## Actividad
Vuelve a escribir el fragmento comenzando en "No era ese el" y continuando hasta "todos los días.", pero cambia "desierto" por "páramo".

## Fragmento
------------------------------------

Foto del escritor: Ugo MoctezumaUgo Moctezuma

En nuestros días, la Iglesia de Jesucristo ha experimentado La peor sequía espiritual de toda su historia. Multitudes de ovejas a punto de morir de hambre les están pidiendo a gritos a sus pastores que les den algún alimento vivificante, algo que las sustente en estos tiempos difíciles. Pero con demasiada frecuencia no se les da ni una migaja de alimento espiritual. Salen de la casa de Dios vacías, insatisfechas y débiles. Se han cansado ya de arrastrarse, una y otra vez, hacia una mesa vacía.




No era ese el propósito de Dios para su pueblo, y a Él le duele ver que sea así. Dios ha provisto pan para el mundo entero. Y el pan que Él ofrece es más que para sobrevivir; es alimento para una vida en su medida más completa, la “vida en abundancia” de la cual habló Jesús.

¿Quién es este Pan de Dios, del que tan ansiosamente tenemos hambre? Jesús nos dio la respuesta. Dijo: “El pan de Dios es aquel que descendió del cielo y da vida al mundo” (Juan 6:33). En otras palabras, ¡Cristo mismo es la respuesta! Como el maná que Dios envió para sustentar la vida de los hijos de Israel en el desierto, Jesús es para nosotros el Pan de Dios, el don enviado para sustentar nuestra vida hoy y todos los días.

El Pan de Dios, cuando se come todos los días, produce una calidad de vida que Jesús mismo disfrutó. Cristo participaba en una vida que brotaba directamente de su Padre celestial; una vida, nos dice, que también debe animarnos a nosotros: “Como … yo vivo por el Padre, asimismo el que me come, él también vivirá por mí” (Juan 6:57).

Ese pan es lo que le falta al cristianismo moderno, y es lo que éste necesita desesperadamente. Mi sincera oración es que este libro ayude a satisfacer el hambre espiritual que muchos están sintiendo en su vida.

Esta hambruna espiritual ha durado muchos años. Es que cuanto más una persona se aleje de Cristo, la fuente de toda vida, tanto más se adueña de ella la muerte. Del mismo modo, las iglesias y los ministerios mueren cuando pierden contacto con esa corriente vivificante. En efecto, muchas de esas iglesias y ministerios han decaído lentamente desde hace tiempo. Es por eso que muchos creyentes desilusionados claman a Dios, anhelando una iglesia que tenga alguna vida. Por eso mismo la mayoría de los jóvenes dicen que sus iglesias están “muertas”.

------------------------------------

## Datos proporcionados
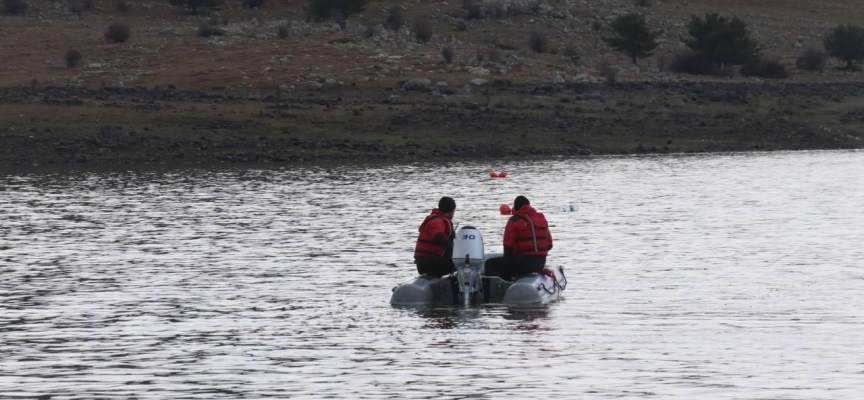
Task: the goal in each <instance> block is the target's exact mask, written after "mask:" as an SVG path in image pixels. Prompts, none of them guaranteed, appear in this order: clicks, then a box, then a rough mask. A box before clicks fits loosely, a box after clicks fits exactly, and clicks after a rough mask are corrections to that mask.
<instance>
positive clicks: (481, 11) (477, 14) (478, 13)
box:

------------------------------------

## Respuesta del ejercicio
No era ese el propósito de Dios para su pueblo, y a Él le duele ver que sea así. Dios ha provisto pan para el mundo entero. Y el pan que Él ofrece es más que para sobrevivir; es alimento para una vida en su medida más completa, la “vida en abundancia” de la cual habló Jesús.

¿Quién es este Pan de Dios, del que tan ansiosamente tenemos hambre? Jesús nos dio la respuesta. Dijo: “El pan de Dios es aquel que descendió del cielo y da vida al mundo” (Juan 6:33). En otras palabras, ¡Cristo mismo es la respuesta! Como el maná que Dios envió para sustentar la vida de los hijos de Israel en el páramo, Jesús es para nosotros el Pan de Dios, el don enviado para sustentar nuestra vida hoy y todos los días.